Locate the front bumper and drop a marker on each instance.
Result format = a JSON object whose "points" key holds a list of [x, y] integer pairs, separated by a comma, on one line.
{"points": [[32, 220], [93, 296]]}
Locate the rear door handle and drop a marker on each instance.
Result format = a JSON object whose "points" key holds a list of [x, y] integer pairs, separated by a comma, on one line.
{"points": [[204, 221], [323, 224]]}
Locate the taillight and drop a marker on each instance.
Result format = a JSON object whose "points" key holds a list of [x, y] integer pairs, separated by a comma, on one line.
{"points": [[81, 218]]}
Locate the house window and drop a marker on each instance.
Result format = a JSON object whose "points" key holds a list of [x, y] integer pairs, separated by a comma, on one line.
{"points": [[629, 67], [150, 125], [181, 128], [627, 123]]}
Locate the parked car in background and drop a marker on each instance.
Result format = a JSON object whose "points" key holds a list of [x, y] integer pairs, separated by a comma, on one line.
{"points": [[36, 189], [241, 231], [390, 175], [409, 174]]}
****
Aim
Reproduce all of the items above word for word, keeping every line in its original order.

Final result
Locate the front bumper and drop a marker on each instance.
Result format = a JSON object whose "points" key holds a list of [x, y] integer pairs, separated by a comma, on one line.
{"points": [[32, 220], [93, 296]]}
Locate the rear door handle and drop a marker on each instance.
Result format = a JSON object whose "points" key holds a list of [x, y] integer pairs, separated by a comma, on one line.
{"points": [[204, 221], [323, 224]]}
Locate the taillight and drop a marker on each instance.
Result format = a JSON object whose "points" key holds a list of [x, y] integer pairs, separated by a comma, on one line.
{"points": [[81, 218]]}
Locate the house window and drop a marker on each instance.
Result format = a JSON object whose "points" key holds a list of [x, y] integer pairs, separated by a comma, on one line.
{"points": [[629, 67], [150, 125], [181, 128], [627, 123]]}
Locate the parked car in background and drop a marker on each instance.
Result format = a JSON object whose "points" key holds a list of [x, y] integer pairs, separated by a comma, on one line.
{"points": [[36, 189], [241, 231], [390, 175], [409, 174]]}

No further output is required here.